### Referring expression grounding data
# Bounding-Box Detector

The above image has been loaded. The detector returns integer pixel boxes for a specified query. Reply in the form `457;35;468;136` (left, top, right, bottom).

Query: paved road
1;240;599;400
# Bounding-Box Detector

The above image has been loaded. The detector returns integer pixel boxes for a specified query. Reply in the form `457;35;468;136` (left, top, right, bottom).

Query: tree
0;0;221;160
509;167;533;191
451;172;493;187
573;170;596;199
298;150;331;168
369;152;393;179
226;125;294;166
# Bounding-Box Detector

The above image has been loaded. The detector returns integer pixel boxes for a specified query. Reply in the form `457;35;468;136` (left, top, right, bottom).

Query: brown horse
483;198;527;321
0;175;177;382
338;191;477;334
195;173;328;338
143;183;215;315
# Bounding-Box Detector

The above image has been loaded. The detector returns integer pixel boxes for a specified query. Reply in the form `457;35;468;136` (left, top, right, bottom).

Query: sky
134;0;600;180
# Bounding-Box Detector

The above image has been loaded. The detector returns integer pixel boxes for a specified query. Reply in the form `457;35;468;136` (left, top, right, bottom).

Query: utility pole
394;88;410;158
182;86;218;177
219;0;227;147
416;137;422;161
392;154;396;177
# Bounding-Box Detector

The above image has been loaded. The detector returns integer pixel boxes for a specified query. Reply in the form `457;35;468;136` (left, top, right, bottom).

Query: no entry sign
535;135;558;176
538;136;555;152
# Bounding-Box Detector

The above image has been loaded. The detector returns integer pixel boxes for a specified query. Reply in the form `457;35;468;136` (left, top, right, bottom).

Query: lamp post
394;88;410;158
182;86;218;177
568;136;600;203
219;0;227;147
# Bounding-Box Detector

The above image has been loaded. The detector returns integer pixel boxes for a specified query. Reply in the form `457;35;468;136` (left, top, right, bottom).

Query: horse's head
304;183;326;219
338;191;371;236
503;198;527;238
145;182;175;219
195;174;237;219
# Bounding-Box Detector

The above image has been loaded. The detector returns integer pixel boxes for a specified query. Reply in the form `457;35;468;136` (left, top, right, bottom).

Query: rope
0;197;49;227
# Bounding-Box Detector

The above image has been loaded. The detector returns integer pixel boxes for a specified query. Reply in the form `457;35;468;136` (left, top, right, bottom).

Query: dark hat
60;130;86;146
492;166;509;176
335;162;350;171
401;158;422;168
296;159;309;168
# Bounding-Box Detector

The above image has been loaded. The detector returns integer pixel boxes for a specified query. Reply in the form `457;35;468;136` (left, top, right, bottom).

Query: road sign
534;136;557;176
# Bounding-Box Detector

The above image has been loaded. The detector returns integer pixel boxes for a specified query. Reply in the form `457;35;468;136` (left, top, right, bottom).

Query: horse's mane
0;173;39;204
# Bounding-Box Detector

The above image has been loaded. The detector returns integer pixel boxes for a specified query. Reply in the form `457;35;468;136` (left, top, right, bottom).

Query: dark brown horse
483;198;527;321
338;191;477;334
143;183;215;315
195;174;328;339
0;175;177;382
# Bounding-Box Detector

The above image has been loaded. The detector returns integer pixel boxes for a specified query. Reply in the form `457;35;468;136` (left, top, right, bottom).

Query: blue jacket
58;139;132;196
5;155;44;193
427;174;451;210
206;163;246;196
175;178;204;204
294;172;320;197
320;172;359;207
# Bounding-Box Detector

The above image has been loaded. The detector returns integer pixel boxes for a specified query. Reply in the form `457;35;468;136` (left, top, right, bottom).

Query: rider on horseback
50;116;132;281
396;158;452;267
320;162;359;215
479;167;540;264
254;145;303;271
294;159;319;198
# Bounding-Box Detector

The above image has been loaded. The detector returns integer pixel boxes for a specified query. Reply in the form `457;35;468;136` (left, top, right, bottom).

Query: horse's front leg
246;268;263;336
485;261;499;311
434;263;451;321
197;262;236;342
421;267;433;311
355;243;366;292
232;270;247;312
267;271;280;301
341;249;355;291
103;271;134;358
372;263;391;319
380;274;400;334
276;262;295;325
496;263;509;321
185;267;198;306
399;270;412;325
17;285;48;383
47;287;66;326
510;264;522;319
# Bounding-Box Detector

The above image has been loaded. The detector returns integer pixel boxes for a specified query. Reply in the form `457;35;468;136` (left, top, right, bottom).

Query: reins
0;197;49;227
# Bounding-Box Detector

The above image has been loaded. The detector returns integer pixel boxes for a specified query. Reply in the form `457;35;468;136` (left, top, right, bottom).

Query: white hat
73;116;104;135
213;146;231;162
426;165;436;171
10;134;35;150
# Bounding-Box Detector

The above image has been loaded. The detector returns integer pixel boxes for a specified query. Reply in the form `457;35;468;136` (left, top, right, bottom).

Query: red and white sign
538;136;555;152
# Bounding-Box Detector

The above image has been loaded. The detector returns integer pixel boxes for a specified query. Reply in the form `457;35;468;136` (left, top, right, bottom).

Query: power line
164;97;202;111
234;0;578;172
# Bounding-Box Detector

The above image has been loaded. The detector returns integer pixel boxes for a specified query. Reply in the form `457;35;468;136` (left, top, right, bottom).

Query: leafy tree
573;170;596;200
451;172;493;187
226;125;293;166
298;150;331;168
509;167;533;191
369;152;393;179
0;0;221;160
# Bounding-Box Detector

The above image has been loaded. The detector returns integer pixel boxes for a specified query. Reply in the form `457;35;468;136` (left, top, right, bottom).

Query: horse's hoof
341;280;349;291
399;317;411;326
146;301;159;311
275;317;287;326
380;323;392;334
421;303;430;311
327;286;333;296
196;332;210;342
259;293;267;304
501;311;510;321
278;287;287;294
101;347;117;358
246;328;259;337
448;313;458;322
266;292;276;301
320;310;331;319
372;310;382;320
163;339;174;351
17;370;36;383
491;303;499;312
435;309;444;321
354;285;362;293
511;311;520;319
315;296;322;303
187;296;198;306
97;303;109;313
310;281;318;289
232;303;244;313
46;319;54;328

### What is required
Word for word, extract all the records.

### Exercise solution
# Bounding-Box Detector

The above image has been loaded. The detector returns integer pixel boxes for a specified query. Reply in the form `457;35;468;136` (left, top, right, bottom).

Query: paved road
1;240;599;400
# Bounding-Box Detector

The above image has been loaded. The detector returns integer pixel boxes for a specified query. Reply in the form `457;35;468;136` (left, top, right, bottom).

Query: tree
0;0;221;160
509;167;533;191
451;172;493;187
573;170;596;199
298;150;331;168
369;152;393;179
226;125;294;166
# Bounding-Box Detector

The above image has been loaded. The detector returns integer pixel boxes for a specified query. Reply in the form `457;35;468;136` (left, top, right, bottom).

Query: brown horse
483;198;527;321
0;175;177;382
338;191;477;334
195;173;328;338
143;183;215;315
# Bounding-Box Detector

The above image has been loaded. The detector returns integer pixel boxes for a specified query. Reply in the form `457;35;468;136` (left, top, right, bottom).

Query: sky
134;0;600;180
# Bounding-Box Detector

The above image has been loaded. The detector returns integer pixel boxes for a specified query. Reply in the form `457;35;468;136` (left, top, right, bottom).

Query: utility pole
394;88;410;158
182;86;218;177
219;0;227;147
416;137;422;161
392;154;396;177
# Bounding-Box Detector

The above image has been loaded. The detector returns integer pixel boxes for a specified query. Reply in the form `457;35;468;136` (left, top, right, bottom).

Query: no entry sign
535;135;558;176
538;136;555;152
# Bounding-Box Detector

The above image has been loaded. The detector returns integer pixel boxes for a specified query. Reply in the form `457;35;468;136` (left, top, right, bottom).

Query: lamp post
394;88;410;158
182;86;218;177
568;136;600;203
219;0;227;147
# Bounding-Box Detector

The above image has been loaded. The detector returns integer pixel boxes for a specified query. Reply in the form `457;35;468;136` (left, top, right, bottom).

Query: horse's head
304;183;326;219
338;191;371;236
503;198;527;238
145;182;175;219
195;174;237;219
# Bounding-Box Detector

The above image has been loaded. The detector returns integer pixel boxes for a specified query. Reply in the form `457;35;468;136` (left, top, right, bottom).

Query: rope
0;197;49;227
# Bounding-Box Detector

The above image has been loaded. The detector returns integer pixel boxes for a specified query. Reply in the form `457;35;468;136` (left, top, right, bottom).

Query: dark hat
60;130;86;146
492;166;509;176
335;162;350;171
401;158;422;168
296;159;309;168
# Bounding-Box Detector

The above image has been loaded. The detector returns integer pixel boxes for a specified query. Reply in the form `457;35;468;136` (left, top, right, bottom).

Query: road sign
534;136;557;176
# Bounding-Box Detector

The above image has been loaded. The detector returns integer pixel boxes for a specified query. Reply in the form `457;35;468;136` (left, top, right, bottom).

Query: horse's mane
0;173;39;204
# Bounding-Box Detector

The above image has been loaded. The detector returns integer pixel boxes for a specified query. Reply in the form `457;35;468;136` (left, top, right, bottom).

Query: dark brown horse
483;198;527;321
338;191;477;334
143;183;215;315
195;174;328;339
0;175;177;382
# Bounding-Box Detector

The above image has been loaded. The detector returns integer pixel boxes for a specified query. Reply in the form `457;35;468;136` (left, top, right, bottom).

Query: blue jacket
58;139;132;196
5;155;44;193
427;174;451;210
206;163;246;196
175;178;204;204
294;172;320;197
320;172;359;207
# Bounding-Box Detector

The above image has been loaded. The detector returns integer pixel boxes for a specified query. Reply in the form `457;35;468;136` (left, top, right, bottom).

Query: rider on horseback
50;116;132;281
396;158;452;267
320;162;359;215
479;167;540;264
254;145;303;271
294;159;319;198
# Bounding-Box Detector

The above image has been loaded. The detector returns integer pixel boxes for a specified query. Reply in the form `457;35;468;136` (left, top, right, bottom).

Query: horse's front leg
246;268;263;336
485;261;499;311
434;263;451;321
197;262;236;342
421;267;433;311
355;243;366;292
232;270;247;312
267;271;280;301
341;249;355;291
103;271;134;358
372;263;391;319
380;274;400;334
276;262;295;325
496;263;509;321
185;267;198;306
399;270;412;325
17;285;48;383
47;287;66;326
510;264;522;319
# Bounding-Box Detector

The above image has been loaded. The detector returns integer pixel boxes for a specified query. Reply in the form `457;35;468;136` (left, top, right, bottom).

Query: reins
0;197;49;227
# Bounding-Box Detector

The above image has been loaded. The detector returns integer pixel boxes for a specified query. Reply in the form `457;35;468;136` (left, top, right, bottom).

Query: white hat
73;116;104;135
213;146;231;162
426;165;436;171
10;134;35;150
# Bounding-Box Detector

The above image has been loaded. The detector returns integer pixel boxes for a specified query. Reply in the form `457;35;468;136` (left, top, right, bottom).

Query: red and white sign
538;136;555;152
# Bounding-Box Detector

The above image has been loaded. The detector returns integer pixel boxes for a specified query. Reply in the form `457;35;468;136` (left, top, right, bottom).

Query: power line
164;97;202;111
234;0;578;172
# Bounding-Box Detector

The above image has been loaded. The detector returns integer pixel boxes for a specified query. Reply in the form `457;35;468;136` (left, top, right, bottom).

Query: leafy tree
573;170;596;200
451;172;493;187
226;125;293;166
298;150;331;168
509;167;533;191
369;152;393;179
0;0;221;160
# Bounding-Box Detector

The above image has been loaded. The detector returns integer pixel boxes for a specified query. Reply in the form `457;35;468;136` (left, top, right, bottom).

Query: horse's hoof
341;280;349;291
399;317;411;326
146;301;159;311
275;317;287;326
380;323;392;334
421;303;430;311
327;286;333;296
196;332;210;342
259;293;267;304
501;311;510;321
278;287;287;294
101;347;117;358
246;328;259;337
448;313;458;322
266;292;276;301
320;310;331;319
372;310;382;320
163;339;174;351
17;370;36;383
491;303;499;312
435;309;444;321
354;285;362;293
511;311;520;319
315;296;322;303
187;296;198;306
97;303;109;313
310;281;318;289
232;303;244;313
46;319;54;328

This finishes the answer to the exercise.